**Directions for this task:** Repeat every line below exactly, word for word.

**The input:**

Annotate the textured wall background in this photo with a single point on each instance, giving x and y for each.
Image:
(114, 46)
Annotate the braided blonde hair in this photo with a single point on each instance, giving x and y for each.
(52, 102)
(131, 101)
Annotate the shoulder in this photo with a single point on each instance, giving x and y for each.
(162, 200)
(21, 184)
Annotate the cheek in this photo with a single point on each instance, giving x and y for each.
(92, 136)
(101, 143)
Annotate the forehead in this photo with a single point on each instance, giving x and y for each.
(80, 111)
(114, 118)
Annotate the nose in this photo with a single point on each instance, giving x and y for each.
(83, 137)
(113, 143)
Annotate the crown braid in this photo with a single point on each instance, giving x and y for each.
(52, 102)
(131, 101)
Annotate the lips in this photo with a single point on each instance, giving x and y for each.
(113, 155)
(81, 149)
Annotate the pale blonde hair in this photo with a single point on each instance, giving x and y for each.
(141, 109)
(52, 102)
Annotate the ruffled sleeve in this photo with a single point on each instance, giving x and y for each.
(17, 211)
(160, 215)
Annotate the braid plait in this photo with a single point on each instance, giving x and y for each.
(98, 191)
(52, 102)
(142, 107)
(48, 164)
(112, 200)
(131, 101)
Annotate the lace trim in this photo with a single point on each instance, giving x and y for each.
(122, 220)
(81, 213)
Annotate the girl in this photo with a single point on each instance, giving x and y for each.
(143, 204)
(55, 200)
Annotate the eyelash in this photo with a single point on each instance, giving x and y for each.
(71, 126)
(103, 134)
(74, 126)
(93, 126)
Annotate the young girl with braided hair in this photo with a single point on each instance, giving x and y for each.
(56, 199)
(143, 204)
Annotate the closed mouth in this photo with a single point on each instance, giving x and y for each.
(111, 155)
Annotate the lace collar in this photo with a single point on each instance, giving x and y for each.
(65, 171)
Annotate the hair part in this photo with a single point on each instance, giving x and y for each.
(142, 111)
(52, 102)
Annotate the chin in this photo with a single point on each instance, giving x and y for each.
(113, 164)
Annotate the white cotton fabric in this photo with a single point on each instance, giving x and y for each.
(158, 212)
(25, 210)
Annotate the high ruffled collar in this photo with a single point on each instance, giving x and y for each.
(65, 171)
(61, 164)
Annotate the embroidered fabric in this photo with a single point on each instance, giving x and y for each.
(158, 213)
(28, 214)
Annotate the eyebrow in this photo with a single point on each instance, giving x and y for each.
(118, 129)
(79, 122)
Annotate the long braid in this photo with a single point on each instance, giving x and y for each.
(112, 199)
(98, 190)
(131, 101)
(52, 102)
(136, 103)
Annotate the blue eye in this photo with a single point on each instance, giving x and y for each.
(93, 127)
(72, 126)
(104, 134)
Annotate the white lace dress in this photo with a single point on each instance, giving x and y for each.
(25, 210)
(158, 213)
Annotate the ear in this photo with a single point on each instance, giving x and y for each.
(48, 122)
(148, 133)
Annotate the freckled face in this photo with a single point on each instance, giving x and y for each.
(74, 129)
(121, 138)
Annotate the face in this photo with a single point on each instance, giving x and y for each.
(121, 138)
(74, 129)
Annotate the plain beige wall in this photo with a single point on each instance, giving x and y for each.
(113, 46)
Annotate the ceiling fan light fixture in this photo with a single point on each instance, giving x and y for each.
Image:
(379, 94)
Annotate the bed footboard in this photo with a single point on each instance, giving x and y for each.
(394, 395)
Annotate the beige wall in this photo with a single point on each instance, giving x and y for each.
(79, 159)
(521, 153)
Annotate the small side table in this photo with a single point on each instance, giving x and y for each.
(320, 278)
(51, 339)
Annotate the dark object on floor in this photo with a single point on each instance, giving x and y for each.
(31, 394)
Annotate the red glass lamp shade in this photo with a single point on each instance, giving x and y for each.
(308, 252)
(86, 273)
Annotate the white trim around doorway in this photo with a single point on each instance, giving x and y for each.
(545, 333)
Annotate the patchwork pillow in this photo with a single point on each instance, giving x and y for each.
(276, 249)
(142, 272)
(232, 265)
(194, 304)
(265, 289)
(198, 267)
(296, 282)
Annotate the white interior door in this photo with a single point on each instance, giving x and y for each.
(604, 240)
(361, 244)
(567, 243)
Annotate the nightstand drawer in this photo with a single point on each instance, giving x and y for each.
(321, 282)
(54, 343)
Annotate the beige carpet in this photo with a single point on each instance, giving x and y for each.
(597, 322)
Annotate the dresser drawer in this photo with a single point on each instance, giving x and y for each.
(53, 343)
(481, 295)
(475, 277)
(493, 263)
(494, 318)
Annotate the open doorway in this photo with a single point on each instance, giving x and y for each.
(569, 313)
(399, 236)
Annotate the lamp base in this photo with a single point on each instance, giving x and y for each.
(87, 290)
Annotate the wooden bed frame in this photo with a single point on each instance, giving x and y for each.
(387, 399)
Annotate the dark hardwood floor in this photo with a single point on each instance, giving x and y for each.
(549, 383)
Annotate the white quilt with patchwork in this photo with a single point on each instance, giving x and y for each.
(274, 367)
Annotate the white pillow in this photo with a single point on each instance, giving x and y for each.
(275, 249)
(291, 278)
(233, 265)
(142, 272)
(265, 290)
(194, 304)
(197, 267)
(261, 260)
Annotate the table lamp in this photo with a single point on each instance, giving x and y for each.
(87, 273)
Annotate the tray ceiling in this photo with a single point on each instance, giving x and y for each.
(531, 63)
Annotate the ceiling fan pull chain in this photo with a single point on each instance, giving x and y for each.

**Task response:**
Annotate the textured wall background in this photo with a single point on each instance, giving x and y for each.
Image:
(114, 46)
Annotate the braided blonde hair in this photo with a single point on each instance, giving x and y for each.
(52, 102)
(131, 101)
Annotate the shoulder in this photo with a single point on each instance, giving x and y for each.
(162, 200)
(21, 184)
Annotate the cheek in this photo with a single point on each instance, giving x and y for each.
(92, 136)
(101, 143)
Annotate the forehead in this photo with a single point on each instance, giving x and y for each.
(80, 111)
(114, 118)
Annotate the nose in this photo with a single point on each instance, giving x and y for each.
(83, 137)
(113, 143)
Annotate the crown braid in this photo with a single point on each instance, giving x and y for each.
(52, 102)
(131, 101)
Annotate the lips in this photo with a single point on each instance, giving x and y for each.
(113, 155)
(81, 149)
Annotate the pale blonde hair in this photo with a single point on each instance, giving x and y for each.
(141, 109)
(52, 102)
Annotate the ruffled sleeve in this photo with a single point on each instance, giving x and y for each.
(17, 211)
(160, 215)
Annotate the braid plait in this photo with a single point on each instance, giving x and y for each.
(98, 191)
(52, 102)
(142, 107)
(48, 164)
(112, 200)
(131, 101)
Annotate the lace trim in this photo with a single point on each instance, giving x and y for each.
(122, 220)
(81, 213)
Annotate the girl in this photo with a single point on each instance, giving x and y for each.
(143, 204)
(55, 200)
Annotate the eyelash in this photo with a single point on each instance, giving x and y for each.
(71, 126)
(103, 134)
(74, 126)
(93, 126)
Annotate the young girl with braided hair in this photo with a single point on each instance, giving x and y for each.
(56, 199)
(143, 204)
Annotate the closed mouth in this photo with a single point on each instance, giving x and y for each.
(111, 155)
Annotate the lace collar in this photo with a single point on each instance, giving x and y for each.
(65, 171)
Annotate the hair part in this photo with a single point on each instance, giving x and y for each.
(142, 111)
(52, 102)
Annotate the chin in this photo with a single point on each instance, giving x and y for each.
(113, 164)
Annotate the white cotton fabric in this photo with a single point on each instance, giving x and y for each.
(158, 212)
(25, 210)
Annotate the high ruffled collar in this photo with a single point on each instance, giving x and y for each.
(65, 171)
(61, 164)
Annotate the embroidered fabric in this photo with a single point on each instance, giving x and y for each.
(158, 213)
(28, 214)
Annotate the eyebrow in this photo with a single point on each instance, giving x and y for each.
(118, 129)
(79, 122)
Annotate the long braid in this photo with a single point on each instance, giving x and y for each.
(112, 199)
(98, 190)
(131, 101)
(52, 102)
(136, 103)
Annotate the blue eye in this photo with a single point on each instance, giving x and y for each.
(93, 127)
(72, 126)
(104, 134)
Annotate the white lace dress in this photo with a single point on each instance, giving x and y for each.
(25, 210)
(158, 213)
Annotate the ear in this photo with a single point on each instance, giving x and y for each.
(48, 122)
(148, 133)
Annotate the freckled face in this photo with a single point on each instance, giving x and y for each.
(74, 129)
(121, 138)
Annotate the face in this photo with a single point on each instance, giving x and y for each.
(121, 138)
(74, 129)
Annotate the plain beige wall in this photo with a single point on each instance, giving x and y for each.
(113, 46)
Annotate the ceiling fan light fixture in this photo with a single point on each instance, giving x and y for each.
Image:
(379, 94)
Annotate the bed footboard in this photo with a single point on each instance, giving x and y for each.
(394, 395)
Annotate the beige wall in this photo with a single point on each instance, giving x and y for each.
(79, 159)
(521, 153)
Annotate the small side table in this photo with a single point on each instance, giving x and y for each.
(320, 278)
(51, 339)
Annotate the dark object on floor in this photo with a single point on each instance, giving x and y for each.
(31, 394)
Annotate the red glass lamp shade in this photo with a single point on each instance, giving x and y for each.
(308, 252)
(86, 273)
Annotate the white trim around doorway in this photo with a single point on each instance, giving x and y for each.
(545, 333)
Annotate the patchwork pillow in this photo with a single point on each instance, giving x and y for each.
(276, 249)
(142, 272)
(232, 265)
(194, 304)
(265, 289)
(198, 267)
(296, 282)
Annotate the white interior door in this photo with a single point on each instance, giving x and y for each.
(604, 240)
(361, 244)
(567, 243)
Annotate the nightstand drawer in this photo with a single point on each instance, giving x and y for each.
(321, 282)
(54, 343)
Annotate the beige carpet in this photo with a single point on each instance, giving x and y for each.
(597, 322)
Annotate the dresser drawer in this photo with a single point on each instance, giving x and y for each.
(53, 343)
(481, 295)
(475, 277)
(493, 263)
(494, 318)
Annotate the open doorway in this photo with a single point on each instance, giving x and y for each.
(569, 313)
(399, 236)
Annotate the lamp base in this photo with a single point on each instance, giving x and y for each.
(87, 290)
Annotate the wooden bed frame in this photo with a single point on each instance, giving x and y for each.
(387, 399)
Annotate the dark hardwood floor in this photo with a single point on each instance, giving x and y for each.
(549, 383)
Annotate the white quilt with patchwork in this photo with a single point on each instance, giving x and y for each.
(274, 367)
Annotate the white pillow in this photo with a single point on each instance, giving x and y for each.
(275, 249)
(291, 278)
(233, 265)
(142, 272)
(265, 290)
(194, 304)
(197, 267)
(261, 260)
Annotate the table lamp in this photo with a single point on each instance, giving x and y for each.
(87, 273)
Annotate the tray ceiling in this photo with a single point on each instance, giving x and y for each.
(531, 63)
Annotate the ceiling fan pull chain in this photo with a single point on each instance, giving x and y for each.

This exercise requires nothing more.